_About this task_
Nothing in the records may be changed; reproduce all of them.
Source material START
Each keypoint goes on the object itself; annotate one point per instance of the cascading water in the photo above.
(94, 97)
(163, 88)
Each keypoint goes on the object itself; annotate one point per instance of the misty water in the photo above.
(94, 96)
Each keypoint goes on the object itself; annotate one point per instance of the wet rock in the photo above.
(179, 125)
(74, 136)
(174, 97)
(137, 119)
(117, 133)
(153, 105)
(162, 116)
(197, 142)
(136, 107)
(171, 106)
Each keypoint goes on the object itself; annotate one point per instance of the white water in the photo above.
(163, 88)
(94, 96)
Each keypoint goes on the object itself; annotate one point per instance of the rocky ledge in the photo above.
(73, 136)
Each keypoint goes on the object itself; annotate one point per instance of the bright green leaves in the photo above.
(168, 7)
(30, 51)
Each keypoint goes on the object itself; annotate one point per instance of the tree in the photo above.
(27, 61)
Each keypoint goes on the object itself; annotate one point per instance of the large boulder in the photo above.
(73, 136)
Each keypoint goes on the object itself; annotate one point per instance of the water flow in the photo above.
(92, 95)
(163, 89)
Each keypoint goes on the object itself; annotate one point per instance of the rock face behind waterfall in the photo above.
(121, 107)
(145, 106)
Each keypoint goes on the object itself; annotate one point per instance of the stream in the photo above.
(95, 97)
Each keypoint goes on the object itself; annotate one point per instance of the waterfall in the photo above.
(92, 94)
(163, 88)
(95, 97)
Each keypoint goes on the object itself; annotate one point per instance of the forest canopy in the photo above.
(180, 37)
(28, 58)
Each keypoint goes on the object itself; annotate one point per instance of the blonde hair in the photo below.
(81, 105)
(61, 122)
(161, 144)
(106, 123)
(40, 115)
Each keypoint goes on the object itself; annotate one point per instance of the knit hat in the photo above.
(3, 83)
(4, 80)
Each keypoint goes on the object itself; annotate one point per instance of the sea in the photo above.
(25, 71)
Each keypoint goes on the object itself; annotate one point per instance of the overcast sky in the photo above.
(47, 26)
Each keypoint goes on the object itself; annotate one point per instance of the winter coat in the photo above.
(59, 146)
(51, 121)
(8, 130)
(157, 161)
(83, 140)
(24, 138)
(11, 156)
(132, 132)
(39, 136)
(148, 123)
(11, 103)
Source material END
_Expected answer_
Each keypoint goes on the object itself; annotate one point per instance of the cascading water in the photo above.
(94, 97)
(163, 88)
Each keypoint goes on the object itself; annotate one point per instance of the misty water in the photo above.
(94, 96)
Each keypoint goes on the object itself; annotate one point per instance of the wet rock in the photo above.
(179, 125)
(74, 136)
(174, 97)
(137, 119)
(117, 133)
(153, 105)
(162, 116)
(197, 142)
(136, 107)
(171, 106)
Each keypoint goes on the object itself; annotate one point per instance of the white water in the photo above.
(163, 88)
(94, 96)
Each keypoint goes on the object itself; annotate one point per instance of the rocky ledge in the photo above.
(73, 136)
Each keypoint goes on the object itself; annotate one point per instance of the bright green leaves in the photo above.
(168, 7)
(30, 51)
Each keypoint goes on the object itself; annotate one point per instance of the tree in the photo above.
(27, 61)
Each keypoint goes on the object itself; annotate one point per instance of the large boulder in the photo above.
(73, 136)
Each keypoint goes on the object itself; annotate one point per instance of the water flow in the photo above.
(92, 95)
(163, 89)
Each keypoint goes on the object itself; annotate one point per instance of the rock face behind waterfall in the photo above.
(121, 107)
(145, 106)
Each keypoint goes on the object itself; annotate one point per instance of the stream in the photo above.
(95, 97)
Each keypoint goes on the object itself; annotate one point per instance of the waterfall in the photo above.
(92, 94)
(163, 88)
(95, 97)
Each keypoint goes on the object itself; annotate one point per instance of the forest canopy in the photo above.
(180, 37)
(28, 58)
Each keypoint goes on the object itself; annotate one point per instance of the blonde hair in the photo below.
(81, 105)
(61, 122)
(161, 144)
(106, 123)
(40, 115)
Each keypoint goes on the object itself; annotate one point per instance of the knit hat in the photo above.
(3, 83)
(4, 80)
Each keypoint goes on the object itself; annotate one point per instance of the sea in the photo above.
(25, 71)
Each keypoint goes on the object itself; annotate one point per instance of the overcast sky in the photo above.
(47, 26)
Each keypoint goes on the object itself; annotate one point per instance of the winter coat in the photo above.
(59, 146)
(51, 121)
(8, 130)
(157, 161)
(83, 140)
(24, 138)
(11, 156)
(132, 132)
(39, 136)
(148, 123)
(11, 103)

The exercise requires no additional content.